● Work to do: Copy everything in the data from the line containing "bare branch on this photo." down to the line containing "<point>664,82</point>", both included, and output only those lines. Keep the text the same, but add 34 to every coordinate in the answers.

--- Rows ---

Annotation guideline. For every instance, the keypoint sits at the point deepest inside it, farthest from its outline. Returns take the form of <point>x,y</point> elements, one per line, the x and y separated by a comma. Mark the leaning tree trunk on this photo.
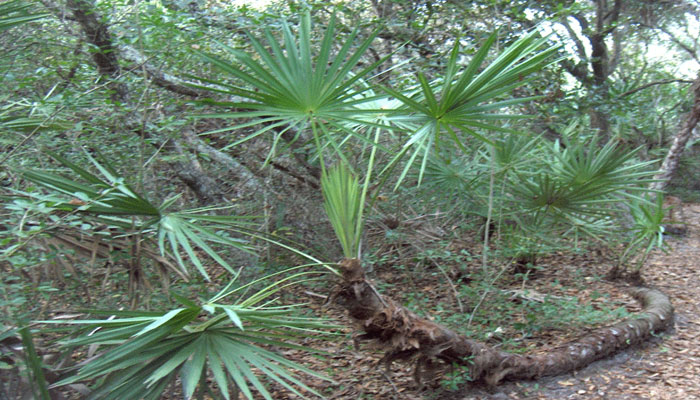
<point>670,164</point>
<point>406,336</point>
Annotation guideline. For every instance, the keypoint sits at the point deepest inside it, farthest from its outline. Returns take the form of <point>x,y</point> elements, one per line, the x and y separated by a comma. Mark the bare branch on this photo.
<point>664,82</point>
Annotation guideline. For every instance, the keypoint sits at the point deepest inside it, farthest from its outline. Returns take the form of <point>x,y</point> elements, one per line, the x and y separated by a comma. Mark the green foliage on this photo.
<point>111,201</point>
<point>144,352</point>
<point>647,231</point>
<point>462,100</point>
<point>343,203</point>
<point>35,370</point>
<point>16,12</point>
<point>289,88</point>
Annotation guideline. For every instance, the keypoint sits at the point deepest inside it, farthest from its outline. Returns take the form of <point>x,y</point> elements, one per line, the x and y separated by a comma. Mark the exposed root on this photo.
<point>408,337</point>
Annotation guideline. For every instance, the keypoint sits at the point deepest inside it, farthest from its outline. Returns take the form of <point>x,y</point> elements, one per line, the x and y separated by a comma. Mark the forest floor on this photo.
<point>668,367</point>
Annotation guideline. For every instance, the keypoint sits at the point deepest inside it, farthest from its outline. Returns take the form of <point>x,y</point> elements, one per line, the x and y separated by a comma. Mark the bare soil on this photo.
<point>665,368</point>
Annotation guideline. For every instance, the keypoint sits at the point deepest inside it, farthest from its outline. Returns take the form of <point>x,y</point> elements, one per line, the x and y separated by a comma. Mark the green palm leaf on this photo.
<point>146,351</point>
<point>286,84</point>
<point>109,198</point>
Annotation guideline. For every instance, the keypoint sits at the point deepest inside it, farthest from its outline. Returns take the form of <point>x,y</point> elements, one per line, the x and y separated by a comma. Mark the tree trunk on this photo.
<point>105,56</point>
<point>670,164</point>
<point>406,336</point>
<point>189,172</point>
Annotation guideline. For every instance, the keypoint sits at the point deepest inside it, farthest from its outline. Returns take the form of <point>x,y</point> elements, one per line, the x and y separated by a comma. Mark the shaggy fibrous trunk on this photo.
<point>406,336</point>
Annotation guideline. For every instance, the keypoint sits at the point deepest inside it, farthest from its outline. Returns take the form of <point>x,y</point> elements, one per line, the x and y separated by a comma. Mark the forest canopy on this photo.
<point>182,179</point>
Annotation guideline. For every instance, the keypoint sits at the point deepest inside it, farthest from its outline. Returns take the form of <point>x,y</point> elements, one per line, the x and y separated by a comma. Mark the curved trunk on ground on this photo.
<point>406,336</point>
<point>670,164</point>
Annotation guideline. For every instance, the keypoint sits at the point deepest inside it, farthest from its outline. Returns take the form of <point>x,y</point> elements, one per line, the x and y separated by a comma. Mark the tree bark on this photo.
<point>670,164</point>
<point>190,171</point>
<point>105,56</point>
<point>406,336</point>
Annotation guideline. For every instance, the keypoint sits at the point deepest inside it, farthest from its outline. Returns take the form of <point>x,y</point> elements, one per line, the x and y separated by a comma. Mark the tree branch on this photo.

---

● Solution below:
Annotation guideline. For every instance, the keypoint sits at the point deepest inside it, farthest from its outline. Returns take the form of <point>x,y</point> elements, one per line, the x and y separated by a comma. Mark the bare branch on this photo.
<point>698,116</point>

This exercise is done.